Reproduce word for word the stretch of the listing from the line containing "Please point out the high-rise" through the end of the listing.

[Stored items]
* * * * * * *

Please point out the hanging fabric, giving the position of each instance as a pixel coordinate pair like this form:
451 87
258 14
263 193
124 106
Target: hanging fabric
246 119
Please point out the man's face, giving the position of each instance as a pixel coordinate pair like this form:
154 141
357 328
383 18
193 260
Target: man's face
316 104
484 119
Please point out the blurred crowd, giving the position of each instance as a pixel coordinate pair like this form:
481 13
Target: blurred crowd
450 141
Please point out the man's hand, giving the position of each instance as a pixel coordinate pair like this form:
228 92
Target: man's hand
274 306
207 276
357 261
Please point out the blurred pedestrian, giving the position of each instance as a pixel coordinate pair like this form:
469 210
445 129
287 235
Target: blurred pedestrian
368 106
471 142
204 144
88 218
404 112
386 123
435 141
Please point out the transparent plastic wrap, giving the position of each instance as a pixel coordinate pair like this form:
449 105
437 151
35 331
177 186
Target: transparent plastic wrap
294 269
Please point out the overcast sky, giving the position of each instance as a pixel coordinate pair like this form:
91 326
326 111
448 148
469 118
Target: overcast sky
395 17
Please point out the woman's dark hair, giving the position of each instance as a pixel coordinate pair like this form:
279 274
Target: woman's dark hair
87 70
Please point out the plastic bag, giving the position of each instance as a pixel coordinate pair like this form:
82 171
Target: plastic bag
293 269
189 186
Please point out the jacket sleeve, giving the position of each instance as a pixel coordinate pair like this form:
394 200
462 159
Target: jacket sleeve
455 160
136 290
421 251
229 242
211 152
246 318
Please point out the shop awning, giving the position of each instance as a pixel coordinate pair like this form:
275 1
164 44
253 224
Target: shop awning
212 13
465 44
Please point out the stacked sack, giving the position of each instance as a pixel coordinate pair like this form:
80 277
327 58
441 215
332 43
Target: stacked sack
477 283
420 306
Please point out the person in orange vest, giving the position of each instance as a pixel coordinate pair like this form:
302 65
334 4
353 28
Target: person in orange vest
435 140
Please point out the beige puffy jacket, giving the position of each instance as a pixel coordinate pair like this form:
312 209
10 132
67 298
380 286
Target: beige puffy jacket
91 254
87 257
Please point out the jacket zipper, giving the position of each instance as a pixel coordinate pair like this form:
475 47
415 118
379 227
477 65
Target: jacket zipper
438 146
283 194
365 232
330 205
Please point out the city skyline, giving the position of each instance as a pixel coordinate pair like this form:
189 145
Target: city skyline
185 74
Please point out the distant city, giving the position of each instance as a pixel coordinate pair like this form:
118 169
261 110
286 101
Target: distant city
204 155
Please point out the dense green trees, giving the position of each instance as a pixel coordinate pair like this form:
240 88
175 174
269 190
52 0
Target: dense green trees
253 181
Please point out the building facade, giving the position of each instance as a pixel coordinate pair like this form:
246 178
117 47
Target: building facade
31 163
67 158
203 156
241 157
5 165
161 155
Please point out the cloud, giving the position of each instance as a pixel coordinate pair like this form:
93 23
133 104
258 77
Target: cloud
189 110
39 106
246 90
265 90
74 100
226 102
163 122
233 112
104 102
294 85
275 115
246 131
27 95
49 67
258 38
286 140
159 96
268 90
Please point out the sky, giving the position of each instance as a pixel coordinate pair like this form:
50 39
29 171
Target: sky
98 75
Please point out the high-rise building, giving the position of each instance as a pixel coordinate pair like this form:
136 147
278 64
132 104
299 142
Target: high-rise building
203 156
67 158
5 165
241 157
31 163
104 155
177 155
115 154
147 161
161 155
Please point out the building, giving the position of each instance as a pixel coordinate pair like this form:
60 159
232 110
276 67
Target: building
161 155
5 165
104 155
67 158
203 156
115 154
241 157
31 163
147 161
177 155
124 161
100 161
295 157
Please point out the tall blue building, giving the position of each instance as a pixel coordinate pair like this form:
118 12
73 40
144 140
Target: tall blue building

* * * * * * *

- **TASK ANSWER**:
Please point out the high-rise building, giving the position of each instance as a pixel coordinate pair like this form:
136 147
278 64
132 104
299 142
Target: high-rise building
203 156
67 158
5 165
241 157
31 163
104 155
177 155
115 154
147 161
161 155
Please point out the building, giving the position of each instance as a pixel coordinate pair like this form:
60 159
232 110
276 67
Target: building
161 155
5 165
104 155
67 158
203 156
115 154
241 157
31 163
147 161
177 155
124 161
100 161
295 157
Please point out the tall blue building, giving the position of each instance as a pixel coordinate pair like this form:
118 12
73 40
144 140
Target: tall blue building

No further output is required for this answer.